▸ The data

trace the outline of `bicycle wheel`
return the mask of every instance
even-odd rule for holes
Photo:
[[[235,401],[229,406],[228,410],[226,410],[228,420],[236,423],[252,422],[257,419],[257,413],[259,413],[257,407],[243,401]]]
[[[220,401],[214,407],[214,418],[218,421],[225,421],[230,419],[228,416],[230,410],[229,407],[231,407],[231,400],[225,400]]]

▸ What to do
Arrange all the lines above as a two-column CSV with the header row instruction,polygons and one row per block. Put the block's instruction text in the first column and its answer in the second, each as one double-quoted field with line breaks replaced by spaces.

▸ Complete output
instruction,polygons
"trace the outline of `bicycle wheel` return the mask of every instance even-odd rule for holes Photo:","[[[235,401],[229,406],[228,410],[226,410],[228,420],[236,423],[252,422],[257,419],[257,413],[259,413],[257,407],[243,401]]] [[[220,401],[214,407],[214,418],[218,421],[225,421],[230,419],[228,416],[230,410],[229,407],[231,407],[231,400],[225,400]]]"